-- Begin SOURCE PASSAGE --
Scott Seller’s team on the Express 27 Swamp Donkey swept its first three races on Saturday, earning the Hall Spars and Rigging Boat of the Day award, and there was virtually no touching them today, either.

“Yesterday was a bit of a surprise,” he confessed, perhaps trying not to jinx his team before the class’s national championships here next weekend. “I guess because most of us on the boat were dinghy sailors we naturally sail the boat more aggressively than others, with roll tacks and jibes, and this boat is best sailed that way.” Sellers and his teammates have raced their Express 27 in the last six San Francisco NOODs, and have won three straight. “It’s as simple as keeping the crew together,” he says.

That same advice was echoed by J/120 class winner Barry Lewis, another Bay area champion, who traded in his Laser 2 dinghy for his first keelboat two years ago. “This is our second year with the boat and our team, as well as everyone else in this fleet, has gotten dramatically better,” says Lewis. “For us, this weekend was a matter of finally figuring out how to trim the new carbon-fiber main.”

In the eight-boat Farr 40 fleet Jim Kilroy’s team on the Farr 40 Samba Pa Ti, made damn sure Jim Richardson and his team on Barking Mad didn’t walk away with the win. With the Farr 40 course set directly off the St. Francis YC, and with tide flooding into the Bay, Kilroy played the current like any good local team would and finished 2-1-1 in today’s races, the final two with huge leads. Bill Wright’s Zsa Zsa did the same on the 1D35 circle, winning the last two races, and punting Chris and Kara Busch’s Wild Thing into second overall. Jens Jensen’s Hamburger Haus also won its last two races to win the Olson 25 class, and Wayne Cough preserved his lead in the J/24s with 2-3 finishes.
-- End SOURCE PASSAGE --
-- Begin EXERCISE MATERIAL --
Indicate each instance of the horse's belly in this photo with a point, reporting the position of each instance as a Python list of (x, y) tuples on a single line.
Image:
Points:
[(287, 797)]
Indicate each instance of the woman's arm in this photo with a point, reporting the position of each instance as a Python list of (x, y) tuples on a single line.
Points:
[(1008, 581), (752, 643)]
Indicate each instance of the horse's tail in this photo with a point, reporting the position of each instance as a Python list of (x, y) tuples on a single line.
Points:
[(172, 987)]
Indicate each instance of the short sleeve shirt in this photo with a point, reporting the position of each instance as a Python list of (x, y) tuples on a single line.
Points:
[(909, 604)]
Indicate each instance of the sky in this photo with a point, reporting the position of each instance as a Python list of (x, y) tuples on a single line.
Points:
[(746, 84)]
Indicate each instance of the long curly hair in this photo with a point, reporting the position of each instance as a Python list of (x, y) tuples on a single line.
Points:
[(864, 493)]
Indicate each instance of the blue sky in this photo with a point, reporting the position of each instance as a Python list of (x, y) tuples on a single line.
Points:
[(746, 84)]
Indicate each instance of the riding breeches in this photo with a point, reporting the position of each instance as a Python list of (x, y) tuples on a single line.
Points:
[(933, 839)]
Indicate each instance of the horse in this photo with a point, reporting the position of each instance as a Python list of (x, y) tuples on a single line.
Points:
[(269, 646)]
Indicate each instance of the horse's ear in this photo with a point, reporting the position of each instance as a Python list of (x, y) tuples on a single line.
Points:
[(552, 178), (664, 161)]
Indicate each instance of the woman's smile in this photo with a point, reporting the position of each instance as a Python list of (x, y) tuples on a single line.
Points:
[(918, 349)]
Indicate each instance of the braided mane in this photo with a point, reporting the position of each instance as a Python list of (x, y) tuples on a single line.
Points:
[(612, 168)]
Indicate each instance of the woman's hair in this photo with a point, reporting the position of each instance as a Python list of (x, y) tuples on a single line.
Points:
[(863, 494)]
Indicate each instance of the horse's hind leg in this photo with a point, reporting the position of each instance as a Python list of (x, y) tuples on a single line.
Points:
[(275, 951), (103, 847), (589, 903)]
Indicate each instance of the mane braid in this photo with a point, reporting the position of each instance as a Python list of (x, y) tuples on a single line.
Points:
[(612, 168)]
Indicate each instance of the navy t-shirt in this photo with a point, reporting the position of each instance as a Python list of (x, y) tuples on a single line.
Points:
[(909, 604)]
-- End EXERCISE MATERIAL --
**THINGS TO DO**
1/ Copy out the stretch of the sailing race report from "Scott Seller’s team" through "them today, either.", keeping every word and mark unchanged.
2/ List each line of the records that contains the string "mane", treating uppercase and lowercase letters as different.

**ANSWERS BY TASK**
1/
Scott Seller’s team on the Express 27 Swamp Donkey swept its first three races on Saturday, earning the Hall Spars and Rigging Boat of the Day award, and there was virtually no touching them today, either.

2/
Indicate each instance of the braided mane in this photo with a point, reporting the position of each instance as a Python list of (x, y) tuples on a single line.
Indicate each instance of the mane braid in this photo with a point, reporting the position of each instance as a Python list of (x, y) tuples on a single line.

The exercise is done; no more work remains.